Information provided Start Marker
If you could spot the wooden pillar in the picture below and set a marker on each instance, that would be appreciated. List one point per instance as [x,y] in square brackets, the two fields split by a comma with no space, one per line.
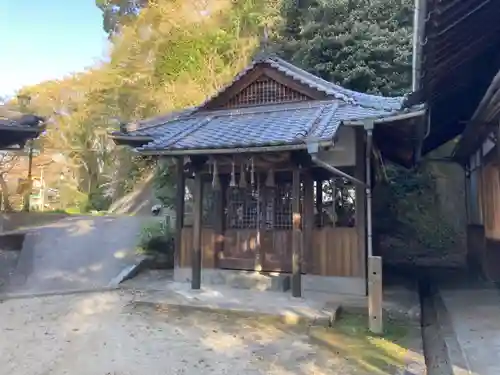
[308,224]
[375,295]
[296,235]
[220,219]
[197,216]
[360,209]
[179,210]
[319,201]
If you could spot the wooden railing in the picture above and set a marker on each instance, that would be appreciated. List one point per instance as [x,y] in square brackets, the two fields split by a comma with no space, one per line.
[335,251]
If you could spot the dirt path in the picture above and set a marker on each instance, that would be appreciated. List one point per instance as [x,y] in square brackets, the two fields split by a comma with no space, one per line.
[103,334]
[76,253]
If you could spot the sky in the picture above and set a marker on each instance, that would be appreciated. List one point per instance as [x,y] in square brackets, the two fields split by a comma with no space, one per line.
[47,39]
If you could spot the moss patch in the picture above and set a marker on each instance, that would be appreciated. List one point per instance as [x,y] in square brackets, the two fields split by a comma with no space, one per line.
[373,354]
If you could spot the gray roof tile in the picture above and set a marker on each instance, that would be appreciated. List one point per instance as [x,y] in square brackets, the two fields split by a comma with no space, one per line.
[257,126]
[329,88]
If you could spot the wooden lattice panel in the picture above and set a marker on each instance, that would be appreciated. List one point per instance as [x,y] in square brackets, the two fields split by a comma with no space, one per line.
[265,91]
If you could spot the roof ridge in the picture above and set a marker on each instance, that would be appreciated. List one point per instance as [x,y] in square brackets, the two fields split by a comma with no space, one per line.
[194,128]
[332,110]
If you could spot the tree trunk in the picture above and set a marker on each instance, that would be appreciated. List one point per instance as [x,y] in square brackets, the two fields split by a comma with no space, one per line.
[5,195]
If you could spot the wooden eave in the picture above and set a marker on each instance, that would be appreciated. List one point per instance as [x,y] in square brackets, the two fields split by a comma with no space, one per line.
[17,135]
[259,70]
[121,139]
[460,57]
Information provided End Marker
→ Task description
Print the records exactly and omit all pictures.

→ Task solution
If you could spot the wooden pillar in the picture below and set a marker on each instance, that would be appreciated. List one point per instance as [x,y] in square brackets, the two fields split by a comma with no space, one per line.
[308,224]
[375,295]
[296,235]
[220,219]
[197,216]
[360,209]
[179,210]
[319,201]
If you could spot the wooden railing in the picture above and set a marker on each instance, that would be appreciated. List one point per instance as [x,y] in square brackets, the two fields split by a comma with no space, one per line.
[335,251]
If you could spot the dirt path in the picture above and set a marker on each instance, that would be appreciated. List one point per instance as [x,y] in square brackets, the two fields split by a comma with no space, one per line.
[103,334]
[76,253]
If you could spot the sky in the picture above and set a marker on each instance, that would be appreciated. List one point per instance as [x,y] in square brackets, the two fields split by a comma with no space, one per line.
[47,39]
If you could spot the moss patch in the picture above and set a marker on each instance, that would be appreciated. List one point per instance as [x,y] in square brackets, the two fields split by a comma with no space, one per line.
[373,354]
If you could spot the gray roof tile in the picture above and set a marker on each instance, that would be appreciated. List one point per instance as [x,y] in square brackets, the two fields split by a comma with no space, one per line.
[257,126]
[329,88]
If you could spot the wooden lattice panel in the picture above and set a marker on each instance, that would be appreciated. List one point per instance as [x,y] in square brackets, the two fields split by a comma with no space, one per line.
[265,91]
If you could spot the roof ridge in the picture above and set a marker on each instance, that would be appreciated. List one point per instance as [x,y] in square brackets, the two fields split by a comma with no space, one per line.
[194,128]
[332,110]
If you could spot the tree trunk in the picture above and set a marker on each instance, that would be appreciated. List one point per instance as [x,y] in square brackets, the two fields split by a comma with no space, one per line.
[5,195]
If you could spot the wooden eave in the picture above and set a marker on each instance, that would be appreciated. List one point per instance as [x,y] in square brackets, the two fields split by a comma with no space, one per line.
[17,135]
[259,70]
[121,139]
[460,57]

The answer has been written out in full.